_PROBLEM A_
Decide whether each statement agrees with the bug report on InnoDB temporary tables. Answer yes or no for each, and quote the words from the report that decide it. (i) Mark Callaghan names skip_innodb_file_per_table as the workaround. (ii) Mark Callaghan reports that creating the missing directories solves the problem. (iii) Error messages appear in the error log even when innodb_file_per_table is not set.
_PROBLEM B_
Extend the bug report on InnoDB temporary tables, picking up after its final sentence.

_SOURCE PASSAGE_
* * * * * * *

| Bug #41609 | Crash recovery does not work for InnoDB temporary tables | ||
|---|---|---|---|
| Submitted: | 19 Dec 2008 0:00 | Modified: | 7 Jul 8:28 |
| Reporter: | Mark Callaghan | ||
| Status: | Verified | ||
| Category: | Server: InnoDB | Severity: | S2 (Serious) |
| Version: | 5.0.67,5.1.30 | OS: | Any |
| Assigned to: | Marko Mäkelä | Target Version: | 5.1+ |
| Tags: | innodb, temporary, table, ibbackup, recovery, create | ||
| Triage: | Triaged: D3 (Medium) / R2 (Low) / E2 (Low) | ||
[19 Dec 2008 0:31]
Gary Pendergast
Crash recovery problem confirmed on: 5.0.74 5.1.30
[19 Dec 2008 1:06]
Mark Callaghan
Actually,the workaround is to use skip_innodb_file_per_table
[19 Dec 2008 17:13]
Michael Izioumtchenko
Assigning to Inaam tentatively. Note that the hotbackup issues is known and I think there's a bug number for that. The workaround for HotBackup should be creating the directory with the long strange looking name, before the restore, e.g. /var/lib/mysql/export/hda3/tmp status 'Need Feedback': could you provide us with the exact steps to reproduce this without involving HotBackup? My impression is that if we just restart the server everything should work since the directories names are all the same.
[19 Dec 2008 18:11]
Mark Callaghan
To reproduce: * configure server with innodb_file_per_table and datadir set * execute sql 'create temporary table tt(i int) engine=innodb; commit' * kill mysqld * look at error log When innodb_file_per_table is set there will be error messages in the error log. When it is not set there will not be error messages. But the more serious problem is to construct a case where the MLOG_FILE_CREATE log entry is replayed during crash recovery. If you can construct that case, then I think the server is dead as it will crash on an assert failure in file_op_log_parse_or_replay() when file_create_new_single_table_tablespace() fails. Alas, I was not able to construct that case using the test above. Creating missing directories does not work as the bogus names have an extra '/' /var/lib/mysql//export/hda3/...

* * * * * * *

_MATERIAL_
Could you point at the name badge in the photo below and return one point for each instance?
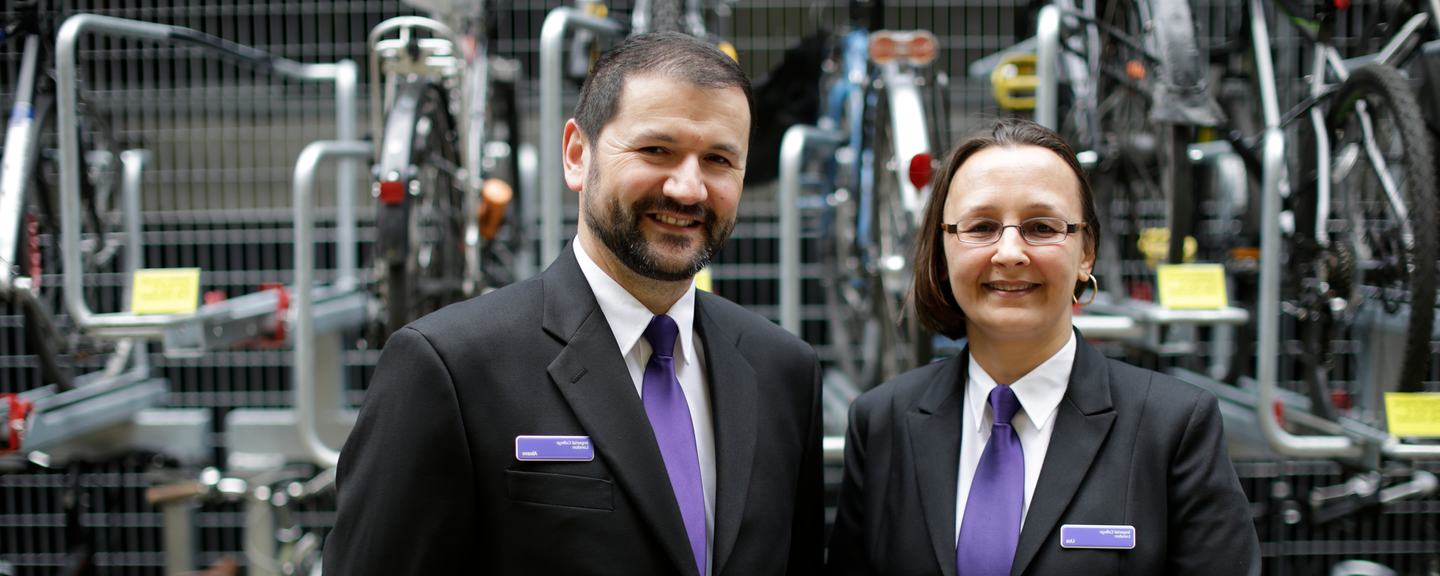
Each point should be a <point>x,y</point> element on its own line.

* * * * * * *

_RESPONSE A_
(i) Yes: "the workaround is to use skip_innodb_file_per_table"
(ii) No: "Creating missing directories does not work as the bogus names have an extra '/'"
(iii) No: "When it is not set there will not be error messages."

_RESPONSE B_
[19 Dec 2008 19:44]
Michael Izioumtchenko
How does an extra // hurt? It's supposed to be treated as a single / by anything that work with files.
[19 Dec 2008 19:56]
Mark Callaghan
It doesn't hurt. That was a mistake by me. Your workaround works.
[22 Dec 2008 11:04]
Marko Mäkelä
The double // or \\ could have a special meaning on Microsoft Windows. On Unix-like systems, multiple successive / should not hurt.
[5 Mar 14:07]
Heikki Tuuri
Pekka, ibbackup should skip .ibd files it does not find. --Heikki
[5 Mar 14:08]
Heikki Tuuri
...and InnoDB itself should skip .ibd files it does not find.
[5 Mar 14:09]
Heikki Tuuri
Workaround: use MyISAM tables as temp tables.
[5 Mar 14:17]
Heikki Tuuri
Marko wants to take care of this.
[28 Apr 13:42]
Marko Mäkelä
It turns out that we can pass the is_temp flag in the page_no parameter to mlog_write_initial_log_record_for_file_op(). Luckily, it looks like the page_no has been passed as 0 ever since MySQL 4.1. Old versions of InnoDB would ignore the page_no parameter, and new ones would assign a bit of page_no to the is_temp flag.
[29 Apr 13:27]
Marko Mäkelä
As far as I can tell, the redo log entries for file operations are never replayed in InnoDB crash recovery. They are replayed in InnoDB Hot Backup, and in ibbackup --apply-log, it makes sense to skip the replaying when the is_temp flag is set. The error messages about lost *.ibd files for temporary tables are a different matter. I haven't investigated the fix yet. One possibility would be to store the is_temp flag in the InnoDB data dictionary, if we can find a good way of doing it. At least for ROW_FORMAT=COMPACT (the default format), it should be doable. Old versions of InnoDB didn't initialize unused fields to 0, and fields that could contain random garbage cannot be used for new flags.
[14 Jul 17:29]
Heikki Tuuri
The reason why this works in most MySQL installations may be that the temp dir is normally /tmp. Then InnoDB replays temp table operations in a 'tmp' subdir that it creates under the MySQL datadir. That is also a workaround: set /tmp as your temp dir for mysqld. The root cause of these temp table recovery problems is that MySQL puts temp tables to a temp dir of the computer, not to a database directory. Backup programs have trouble finding the temp tables from the temp dir of the computer.
[3 Sep 15:42]
Marko Mäkelä
The fix that I described on [28 Apr 13:42] is included in InnoDB Plugin 1.0.4. Part of this bug remains unfixed. Quoting my comment from [29 Apr 13:27]: The error messages about lost *.ibd files for temporary tables are a different matter. I haven't investigated the fix yet. One possibility would be to store the is_temp flag in the InnoDB data dictionary, if we can find a good way of doing it. At least for ROW_FORMAT=COMPACT (the default format), it should be doable. Old versions of InnoDB didn't initialize unused fields to 0, and fields that could contain random garbage cannot be used for new flags.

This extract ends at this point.